→ Exercise: Summarize the Knausgaard review below in two sentences.

→ Source text:
* Start *
Time in a Bottle
When I received the go-ahead to review Karl Ove Knausgaard’s latest book, my editor asked me to “deal with the big question so many have: What is so great about this guy?” What is so great about this Norwegian writer that would prompt critics and his fellow writers to almost universally praise his work? That would compel his fans during last year’s book tour to line up around the block to see and hear him read? Or make fanatical readers like me so eager to get their hands on the latest installment of his six-volume autobiographical novel, an extremely long chronicle of a not so extraordinary life?
Though Knausgaard does exude a rock-star aura—his long hair and craggy, bearded face makes him appear as if he’d spent his life on the road—his writing expresses little of the bravado. On the contrary, in much of his work he seems intent on convincing you he is nothing special. Each volume of My Struggle (at least the four published in English) is filled with a succession of cringe-worthy episodes recounting his nervousness, ineptitude and shame as he struggles with the mundane realities of his life.
* End *
→ Available data:
* Start *
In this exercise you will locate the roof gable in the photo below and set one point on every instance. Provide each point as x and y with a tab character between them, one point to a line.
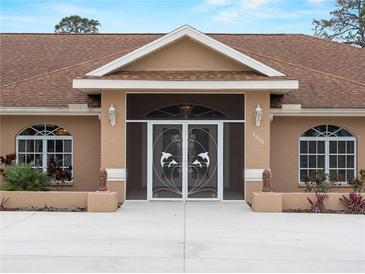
* End *
→ Task result: An editor asked the reviewer to explain why Karl Ove Knausgaard, the Norwegian author of the six-volume autobiographical novel My Struggle, earns near-universal praise from critics and fellow writers and draws crowds of eager fans. Although Knausgaard looks like a rock star, his writing shows little bravado and instead seems intent on showing he is nothing special, recounting his nervousness, ineptitude and shame as he struggles with the mundane realities of his life.